• [EXERCISE DESCRIPTION] Please locate each line in the listing below that contains the string "find" and copy those lines out in full.

====== DATA ENTRIES

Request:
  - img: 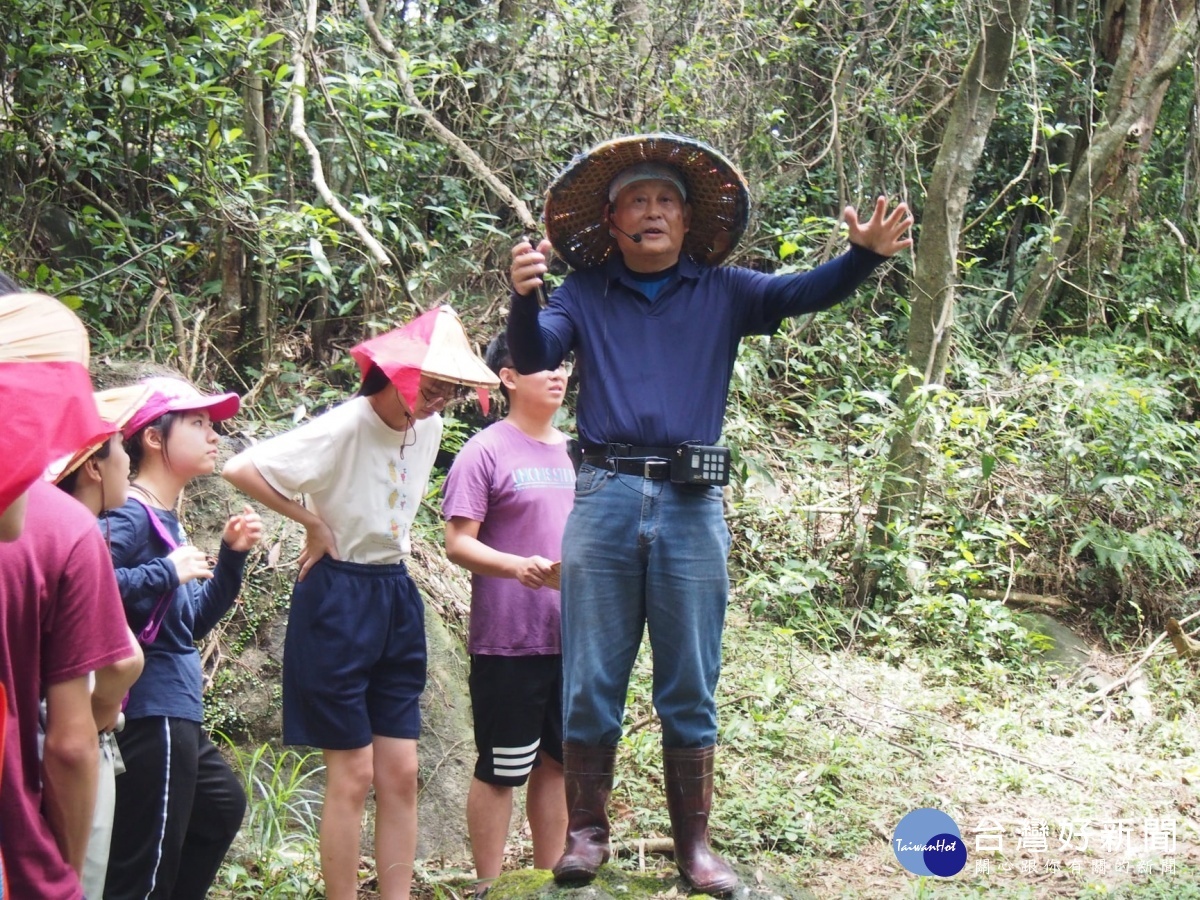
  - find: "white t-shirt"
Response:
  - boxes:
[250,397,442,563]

============
====== DATA ENTRIES

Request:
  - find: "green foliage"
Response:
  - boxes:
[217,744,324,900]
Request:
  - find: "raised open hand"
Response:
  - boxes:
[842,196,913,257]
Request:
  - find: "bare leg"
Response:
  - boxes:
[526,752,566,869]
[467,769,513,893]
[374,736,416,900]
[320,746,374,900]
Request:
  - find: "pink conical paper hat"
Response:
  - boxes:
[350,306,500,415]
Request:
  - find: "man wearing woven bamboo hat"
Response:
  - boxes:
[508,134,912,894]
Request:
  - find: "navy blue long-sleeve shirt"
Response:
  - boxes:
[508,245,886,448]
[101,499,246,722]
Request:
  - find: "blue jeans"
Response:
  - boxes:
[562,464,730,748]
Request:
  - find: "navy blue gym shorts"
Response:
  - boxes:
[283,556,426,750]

============

• [OUTPUT FOR THIS EXERCISE]
  - find: "white t-shirt"
  - find: "green foliage"
  - find: "raised open hand"
  - find: "bare leg"
  - find: "pink conical paper hat"
  - find: "man wearing woven bamboo hat"
  - find: "navy blue long-sleeve shirt"
  - find: "blue jeans"
  - find: "navy blue gym shorts"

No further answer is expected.